**PROBLEM TO WORK ON**
Copy the following lines word for word, but leave out the pictures.

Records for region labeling
──────

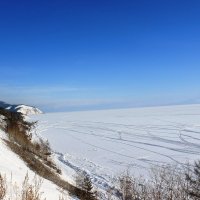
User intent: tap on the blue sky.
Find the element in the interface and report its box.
[0,0,200,111]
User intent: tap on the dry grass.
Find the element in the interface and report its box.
[0,109,91,197]
[0,174,7,200]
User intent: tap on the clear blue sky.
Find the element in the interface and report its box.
[0,0,200,111]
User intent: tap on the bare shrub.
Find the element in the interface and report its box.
[186,161,200,200]
[0,174,7,200]
[21,174,42,200]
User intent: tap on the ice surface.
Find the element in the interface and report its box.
[31,105,200,194]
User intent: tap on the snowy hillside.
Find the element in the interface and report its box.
[31,105,200,195]
[0,130,71,200]
[0,101,42,115]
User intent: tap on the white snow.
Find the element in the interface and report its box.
[31,105,200,195]
[0,130,71,200]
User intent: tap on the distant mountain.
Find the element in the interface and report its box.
[0,101,42,115]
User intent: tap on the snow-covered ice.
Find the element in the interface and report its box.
[31,105,200,194]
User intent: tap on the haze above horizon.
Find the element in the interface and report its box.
[0,0,200,111]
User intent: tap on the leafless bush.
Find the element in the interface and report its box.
[21,174,42,200]
[76,173,97,200]
[0,174,7,200]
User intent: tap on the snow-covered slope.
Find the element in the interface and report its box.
[31,105,200,195]
[13,105,42,115]
[0,130,71,200]
[0,101,42,115]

──────

**FULL RESPONSE**
User intent: tap on the blue sky.
Find the element in the interface and report its box.
[0,0,200,111]
User intent: tap on the dry grass.
Find the element in the interface and report its box.
[0,109,91,197]
[0,174,7,200]
User intent: tap on the clear blue sky.
Find the element in the interface and report its box.
[0,0,200,111]
User intent: tap on the bare shrub.
Find the element in the interface and report its box.
[186,161,200,200]
[0,174,7,200]
[21,174,42,200]
User intent: tap on the ice surface.
Find the element in the interface and report its box.
[31,105,200,194]
User intent: tap on the snowy hillside.
Find the element in the interface and report its box.
[31,105,200,195]
[0,130,71,200]
[0,101,42,115]
User intent: tap on the white snow.
Find the element in the interface and report its box.
[31,105,200,195]
[0,130,71,200]
User intent: tap on the distant mountain.
Find the element in the interface and report its box.
[0,101,42,115]
User intent: tap on the snow-covered ice.
Find the element in the interface and report its box.
[31,105,200,194]
User intent: tap on the haze above horizon.
Find the element in the interface and report its box.
[0,0,200,111]
User intent: tap on the leafless bush.
Find the element in the interface and report its box.
[21,174,42,200]
[76,173,97,200]
[0,174,7,200]
User intent: tap on the snow-covered slope.
Find the element in the interface and report its box.
[31,105,200,195]
[13,105,42,115]
[0,130,71,200]
[0,101,42,115]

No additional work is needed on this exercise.